* FRAGMENTO PROPORCIONADO:
☆ ☆ ☆ ☆ ☆ ☆ ☆
En un principio, IRIN apoyó el programa de una universidad salesiana capacitando profesores de náhuat para escuelas en tres localidades de tradición indígena donde habían disminuido los espacios y hablantes. Ahora, independiente de ella y sin necesidad de personería jurídica, ha funcionado con un presupuesto diario de dos dólares con setenta y cinco centavos. Con ellos, ha registrado conversaciones con nahuahablantes en audio, vídeo y texto a fin de generar material suficiente para el estudio de las variantes regionales de la lengua en cuestión, sus historias y referencias culturales. También se ha ocupado de identificar en todo el país a los hablantes aislados -en su mayoría, muy pobres- y reunirse de manera frecuente con ellos a fin de que puedan practicar la lengua y compartir elementos que permitan colocar en su sitio lo que el tiempo y la adversidad han convertido en vacío. Además, ha producido siete libros (cinco para aprender la lengua, una biografía y una traducción del Génesis) y ha comenzado a impartir un curso de náhuat para niños en la escuela del tercer municipio más pobre del país y un curso de náhuat avanzado en San Salvador.

Los miembros de IRIN saben que no pueden darse el lujo de esperar demasiado para hacer su trabajo. La lengua por la que luchan no les da tregua: hace ochenta años, era hablada por un grupo considerable; hace 30, ya era difícil encontrarla; hace tan sólo diez, la mitad de los referentes estaba aún con vida. Aprovechan por eso cada momento libre y cada oportunidad para conseguir información.
☆ ☆ ☆ ☆ ☆ ☆ ☆
* DATOS ALMACENADOS:
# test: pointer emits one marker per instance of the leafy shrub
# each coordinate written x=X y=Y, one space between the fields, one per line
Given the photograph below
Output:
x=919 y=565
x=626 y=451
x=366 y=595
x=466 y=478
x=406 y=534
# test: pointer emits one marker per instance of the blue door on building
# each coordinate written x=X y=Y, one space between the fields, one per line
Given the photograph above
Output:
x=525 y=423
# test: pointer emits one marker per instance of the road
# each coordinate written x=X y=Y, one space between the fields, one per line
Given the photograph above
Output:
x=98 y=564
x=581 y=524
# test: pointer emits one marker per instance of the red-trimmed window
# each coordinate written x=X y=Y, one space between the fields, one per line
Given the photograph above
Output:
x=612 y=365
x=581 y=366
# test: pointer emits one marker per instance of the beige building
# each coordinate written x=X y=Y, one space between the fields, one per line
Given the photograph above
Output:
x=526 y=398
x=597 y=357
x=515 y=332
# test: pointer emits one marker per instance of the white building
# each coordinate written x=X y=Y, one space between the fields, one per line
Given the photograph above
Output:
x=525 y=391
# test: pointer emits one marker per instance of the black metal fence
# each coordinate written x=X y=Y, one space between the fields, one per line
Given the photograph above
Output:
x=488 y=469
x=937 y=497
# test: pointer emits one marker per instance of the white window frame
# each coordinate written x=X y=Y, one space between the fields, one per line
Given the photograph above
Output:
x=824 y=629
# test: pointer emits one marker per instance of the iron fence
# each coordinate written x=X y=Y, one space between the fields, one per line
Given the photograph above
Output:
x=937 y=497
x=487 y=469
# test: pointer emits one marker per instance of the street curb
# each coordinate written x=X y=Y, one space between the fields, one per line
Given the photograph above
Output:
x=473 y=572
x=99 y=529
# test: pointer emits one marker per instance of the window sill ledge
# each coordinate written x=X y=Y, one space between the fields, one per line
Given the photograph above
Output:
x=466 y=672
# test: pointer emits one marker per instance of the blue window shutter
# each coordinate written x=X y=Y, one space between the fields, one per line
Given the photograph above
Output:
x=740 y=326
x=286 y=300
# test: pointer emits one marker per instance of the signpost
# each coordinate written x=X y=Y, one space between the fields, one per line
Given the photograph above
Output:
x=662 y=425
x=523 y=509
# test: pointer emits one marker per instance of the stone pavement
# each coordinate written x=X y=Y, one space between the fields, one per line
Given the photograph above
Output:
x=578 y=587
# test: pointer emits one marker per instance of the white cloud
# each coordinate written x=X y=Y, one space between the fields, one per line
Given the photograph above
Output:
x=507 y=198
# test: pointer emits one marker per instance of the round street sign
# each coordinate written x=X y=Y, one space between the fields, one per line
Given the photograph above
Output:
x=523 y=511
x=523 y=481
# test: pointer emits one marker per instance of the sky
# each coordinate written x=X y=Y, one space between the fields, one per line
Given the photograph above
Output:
☆ ☆ ☆ ☆ ☆ ☆ ☆
* TAREAS POR HACER:
1. Responde, según el fragmento proporcionado:
(a) ¿Con qué presupuesto diario ha funcionado IRIN?
(b) ¿Cuántos libros ha producido IRIN y cuántos de ellos sirven para aprender la lengua?
(c) ¿Qué parte de los referentes de la lengua seguía con vida hace apenas diez años?
2. Reproduce sin cambios el pasaje del fragmento proporcionado que va desde "Los miembros de" hasta "para conseguir información.", inclusive.

* LISTA DE RESPUESTAS:
1.
(a) Con dos dólares con setenta y cinco centavos.
(b) Siete libros, de los cuales cinco son para aprender la lengua.
(c) La mitad.

2.
Los miembros de IRIN saben que no pueden darse el lujo de esperar demasiado para hacer su trabajo. La lengua por la que luchan no les da tregua: hace ochenta años, era hablada por un grupo considerable; hace 30, ya era difícil encontrarla; hace tan sólo diez, la mitad de los referentes estaba aún con vida. Aprovechan por eso cada momento libre y cada oportunidad para conseguir información.